February Film Roundup: This month quite a few non-feature-films make it into Film Roundup. Could this be becoming... a blog?

In lieu of Television Roundup this month I'd like to put in a good word for a company I don't like very much: Amazon. Specifically, Amazon Instant Video. If you spend $8 a month on Netflix you can stream the output of their recommendation engine all day long, but if you want to watch something in particular, you're likely to be disappointed, because Netflix's selection is terrible. That's why they put so much work into the recommendation engine! From one who knows.

By contrast, Amazon Instant Video has an excellent selection of classic, arthouse, and just plain old films. I generally want to watch specific titles, and about 90% of the things I put on my wish list are available on Amazon for the price of a video rental. Remember that? Back when there were video rental stores, you could borrow some Criterion DVDs and the works of big-name arthouse directors, but could you get an obscure noir, a 1950s office comedy, or an undistinguished war movie that you only want to watch because there's a character with your name in the movie? The answer was no. Same with the public library (still a good place to borrow seasons of television though).

So we frequently purchase the time-limited right to stream a movie from Amazon. It ends up a bit more expensive than Netflix, and if we watched a movie every single night it would get pricey real fast, but it's a lot more satisfying for casual use.

▶ _Data records_
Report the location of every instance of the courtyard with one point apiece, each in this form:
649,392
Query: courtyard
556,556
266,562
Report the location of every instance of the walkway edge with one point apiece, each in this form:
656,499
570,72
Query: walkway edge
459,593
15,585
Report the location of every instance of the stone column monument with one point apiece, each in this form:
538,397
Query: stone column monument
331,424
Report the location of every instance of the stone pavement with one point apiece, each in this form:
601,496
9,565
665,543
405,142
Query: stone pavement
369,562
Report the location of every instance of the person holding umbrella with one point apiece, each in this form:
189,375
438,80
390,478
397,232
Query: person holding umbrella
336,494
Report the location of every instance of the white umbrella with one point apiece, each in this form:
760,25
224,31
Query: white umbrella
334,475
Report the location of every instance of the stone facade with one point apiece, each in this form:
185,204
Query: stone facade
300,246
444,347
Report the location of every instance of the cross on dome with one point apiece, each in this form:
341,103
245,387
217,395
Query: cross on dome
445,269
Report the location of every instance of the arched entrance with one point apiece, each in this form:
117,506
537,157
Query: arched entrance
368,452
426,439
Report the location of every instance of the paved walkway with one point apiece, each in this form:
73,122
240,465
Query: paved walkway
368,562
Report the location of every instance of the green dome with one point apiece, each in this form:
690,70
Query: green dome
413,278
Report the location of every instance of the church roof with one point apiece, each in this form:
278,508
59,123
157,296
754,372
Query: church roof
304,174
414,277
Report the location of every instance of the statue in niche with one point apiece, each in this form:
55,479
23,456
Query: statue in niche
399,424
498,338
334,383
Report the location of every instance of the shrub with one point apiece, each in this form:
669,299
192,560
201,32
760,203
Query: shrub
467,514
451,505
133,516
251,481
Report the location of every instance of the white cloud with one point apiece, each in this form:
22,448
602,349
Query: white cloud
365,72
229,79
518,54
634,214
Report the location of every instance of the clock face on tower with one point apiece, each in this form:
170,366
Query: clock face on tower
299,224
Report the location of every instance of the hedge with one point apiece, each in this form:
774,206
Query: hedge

▶ _Problem_
Answer these questions from the film roundup:
1. What monthly price does it give for Netflix?
2. About what share of the things on the wish list are available on Amazon?
3. What does it say the public library is still a good place to borrow?

▶ _Worked answer_
1. $8 a month.
2. About 90%.
3. Seasons of television.